TASK INPUT —
▼
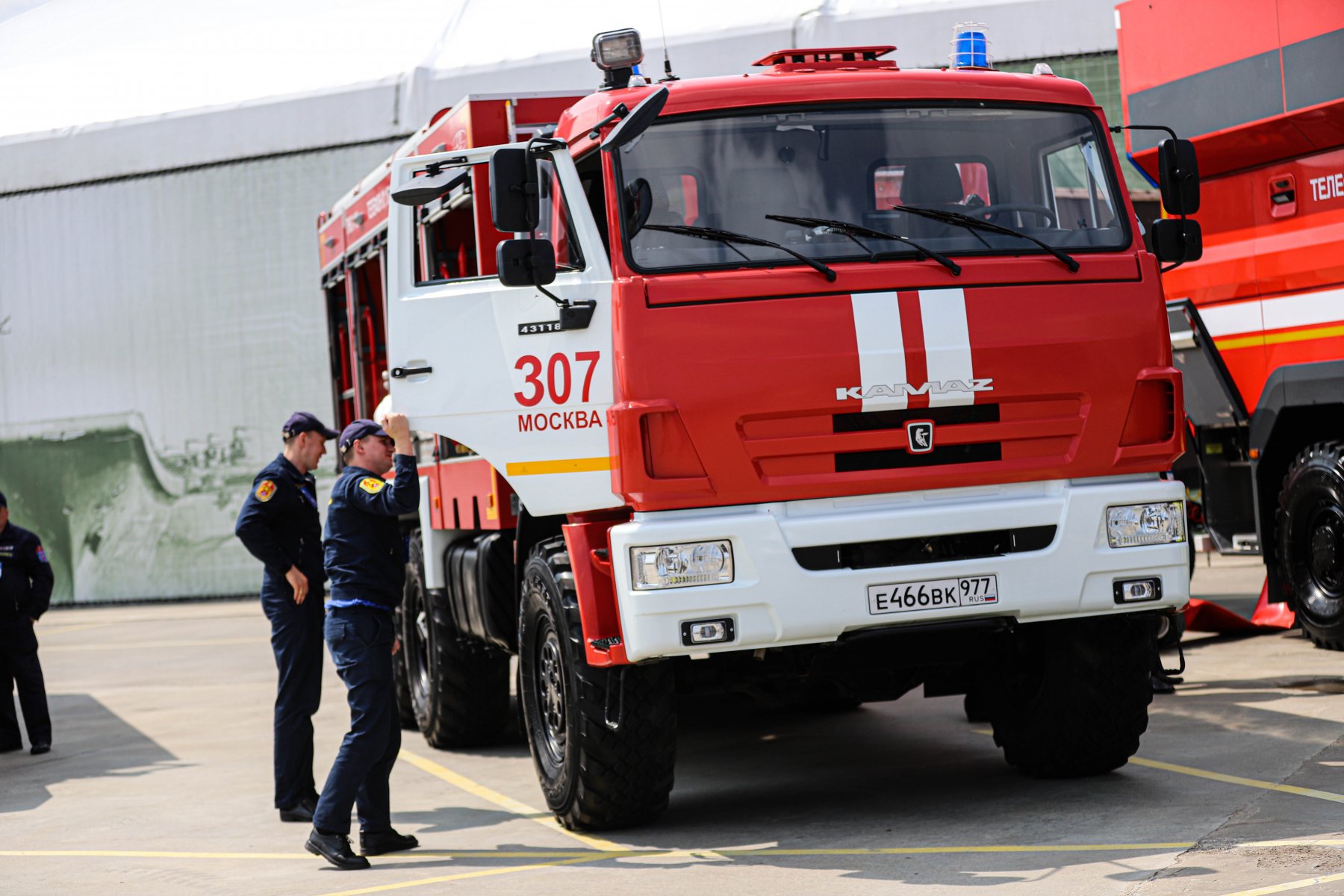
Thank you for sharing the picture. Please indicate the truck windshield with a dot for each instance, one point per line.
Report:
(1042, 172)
▲
▼
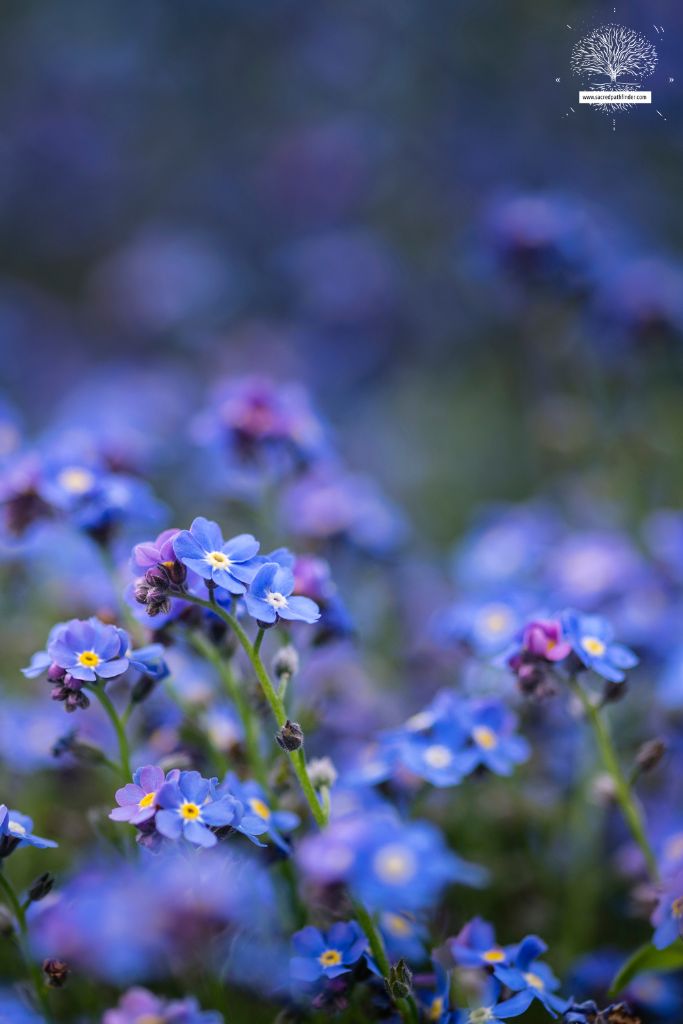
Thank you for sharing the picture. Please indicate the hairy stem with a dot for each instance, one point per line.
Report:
▲
REQUIREMENT —
Pull out every line in the entries that contains the word "Thank", and list each one in full.

SOLUTION TO THIS PROBLEM —
Thank you for sharing the picture. Please indicate the truck windshield with a dot for each instance, one point per line.
Thank you for sharing the picture. Please indicate the hairy stem with a dot for each instance, one point per line.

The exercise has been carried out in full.